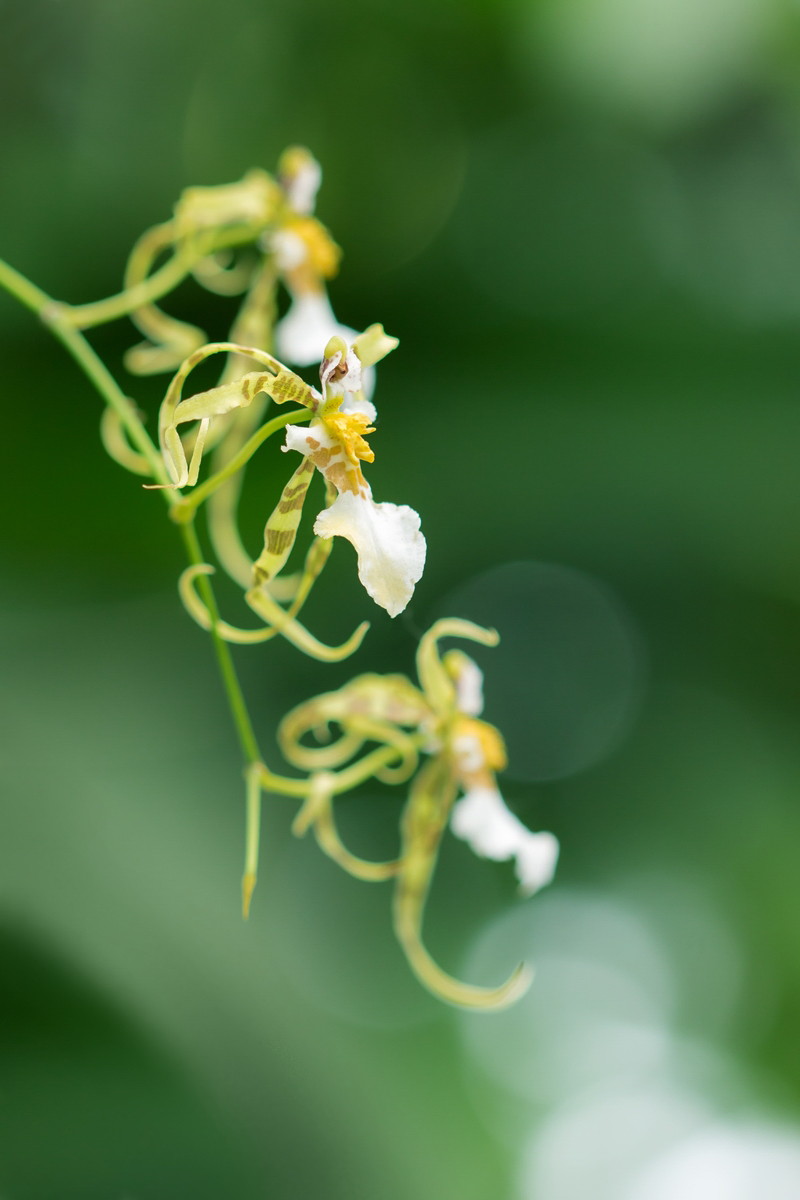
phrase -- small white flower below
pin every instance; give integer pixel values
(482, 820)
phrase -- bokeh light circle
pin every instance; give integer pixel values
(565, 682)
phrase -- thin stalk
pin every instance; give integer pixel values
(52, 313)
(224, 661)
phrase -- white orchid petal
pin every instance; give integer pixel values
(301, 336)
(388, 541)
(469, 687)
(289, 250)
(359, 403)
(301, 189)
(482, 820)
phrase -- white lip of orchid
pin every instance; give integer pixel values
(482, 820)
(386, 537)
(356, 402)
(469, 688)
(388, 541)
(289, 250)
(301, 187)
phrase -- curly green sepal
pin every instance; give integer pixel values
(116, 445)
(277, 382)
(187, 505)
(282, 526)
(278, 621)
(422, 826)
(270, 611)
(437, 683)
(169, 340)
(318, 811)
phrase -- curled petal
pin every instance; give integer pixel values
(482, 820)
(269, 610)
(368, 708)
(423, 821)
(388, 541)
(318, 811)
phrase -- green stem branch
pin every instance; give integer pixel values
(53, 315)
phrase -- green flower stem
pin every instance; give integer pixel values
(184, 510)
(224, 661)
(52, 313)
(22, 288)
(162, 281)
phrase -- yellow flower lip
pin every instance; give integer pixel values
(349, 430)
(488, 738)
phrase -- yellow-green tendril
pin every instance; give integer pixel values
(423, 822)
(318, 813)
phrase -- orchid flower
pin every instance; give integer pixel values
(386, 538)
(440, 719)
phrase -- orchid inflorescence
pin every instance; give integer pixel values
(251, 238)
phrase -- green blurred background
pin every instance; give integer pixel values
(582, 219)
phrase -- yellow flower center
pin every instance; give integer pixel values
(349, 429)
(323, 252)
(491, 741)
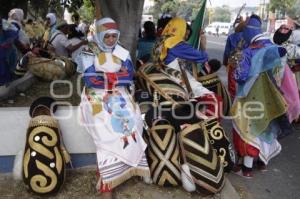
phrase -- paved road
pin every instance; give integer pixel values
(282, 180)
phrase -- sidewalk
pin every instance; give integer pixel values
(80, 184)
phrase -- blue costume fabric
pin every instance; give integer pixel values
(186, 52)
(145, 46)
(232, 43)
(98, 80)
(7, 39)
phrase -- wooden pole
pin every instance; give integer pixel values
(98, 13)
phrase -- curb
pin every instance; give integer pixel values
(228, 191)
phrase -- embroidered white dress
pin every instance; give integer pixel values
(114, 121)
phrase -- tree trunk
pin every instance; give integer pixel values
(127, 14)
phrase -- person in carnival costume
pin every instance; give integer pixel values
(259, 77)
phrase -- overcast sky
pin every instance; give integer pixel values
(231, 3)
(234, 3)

* * *

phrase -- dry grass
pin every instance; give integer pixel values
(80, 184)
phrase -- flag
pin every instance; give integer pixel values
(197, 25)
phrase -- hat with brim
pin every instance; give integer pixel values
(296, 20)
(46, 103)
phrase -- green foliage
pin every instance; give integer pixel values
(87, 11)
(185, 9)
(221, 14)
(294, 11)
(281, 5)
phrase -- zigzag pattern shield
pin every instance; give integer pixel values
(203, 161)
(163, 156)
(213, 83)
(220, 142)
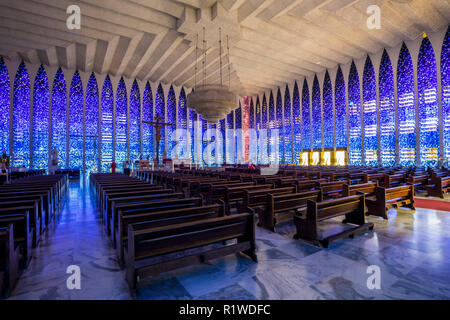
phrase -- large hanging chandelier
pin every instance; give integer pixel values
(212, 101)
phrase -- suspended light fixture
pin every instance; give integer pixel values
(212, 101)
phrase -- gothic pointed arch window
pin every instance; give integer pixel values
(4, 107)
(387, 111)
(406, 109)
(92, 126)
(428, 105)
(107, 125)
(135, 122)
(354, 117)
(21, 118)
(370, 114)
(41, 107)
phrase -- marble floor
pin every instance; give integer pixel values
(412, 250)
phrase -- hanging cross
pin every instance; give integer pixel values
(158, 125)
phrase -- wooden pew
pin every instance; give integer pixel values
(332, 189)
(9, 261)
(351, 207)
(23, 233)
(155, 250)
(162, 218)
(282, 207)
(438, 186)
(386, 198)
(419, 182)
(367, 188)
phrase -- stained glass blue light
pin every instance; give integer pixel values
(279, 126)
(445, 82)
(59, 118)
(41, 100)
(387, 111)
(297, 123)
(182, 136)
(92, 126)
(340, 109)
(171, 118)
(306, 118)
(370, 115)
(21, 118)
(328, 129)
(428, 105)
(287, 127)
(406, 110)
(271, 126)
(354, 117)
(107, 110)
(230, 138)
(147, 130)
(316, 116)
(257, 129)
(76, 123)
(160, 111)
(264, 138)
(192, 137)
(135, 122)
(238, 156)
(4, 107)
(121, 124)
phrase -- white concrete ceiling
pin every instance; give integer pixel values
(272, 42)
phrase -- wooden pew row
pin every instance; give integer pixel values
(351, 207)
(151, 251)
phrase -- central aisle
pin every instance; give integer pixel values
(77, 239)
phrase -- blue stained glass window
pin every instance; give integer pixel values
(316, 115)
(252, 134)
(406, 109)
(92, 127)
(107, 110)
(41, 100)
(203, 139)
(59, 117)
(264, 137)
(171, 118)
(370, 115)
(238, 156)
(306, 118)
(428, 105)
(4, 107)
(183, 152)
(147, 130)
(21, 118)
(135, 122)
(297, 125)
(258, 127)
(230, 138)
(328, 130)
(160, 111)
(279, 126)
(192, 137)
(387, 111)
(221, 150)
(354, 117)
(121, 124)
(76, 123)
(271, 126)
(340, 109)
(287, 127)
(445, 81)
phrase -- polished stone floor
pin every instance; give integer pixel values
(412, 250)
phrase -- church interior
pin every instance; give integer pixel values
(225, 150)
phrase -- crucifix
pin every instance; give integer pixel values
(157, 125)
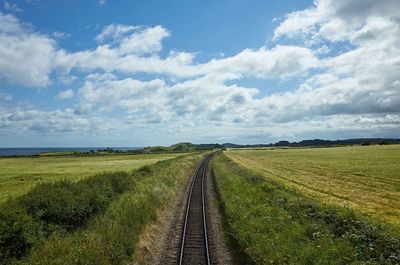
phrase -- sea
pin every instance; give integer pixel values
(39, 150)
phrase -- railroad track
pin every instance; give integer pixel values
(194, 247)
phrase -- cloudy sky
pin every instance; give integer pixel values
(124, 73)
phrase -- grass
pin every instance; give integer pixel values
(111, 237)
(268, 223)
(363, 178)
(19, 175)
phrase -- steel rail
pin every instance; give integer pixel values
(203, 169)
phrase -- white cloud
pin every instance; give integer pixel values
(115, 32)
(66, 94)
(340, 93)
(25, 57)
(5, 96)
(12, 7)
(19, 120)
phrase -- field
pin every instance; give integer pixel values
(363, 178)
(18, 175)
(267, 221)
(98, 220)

**What is needed**
Count how many lines in the data above contain the string "white", matching case exactly, and give only that number.

**Solution to the exercise**
6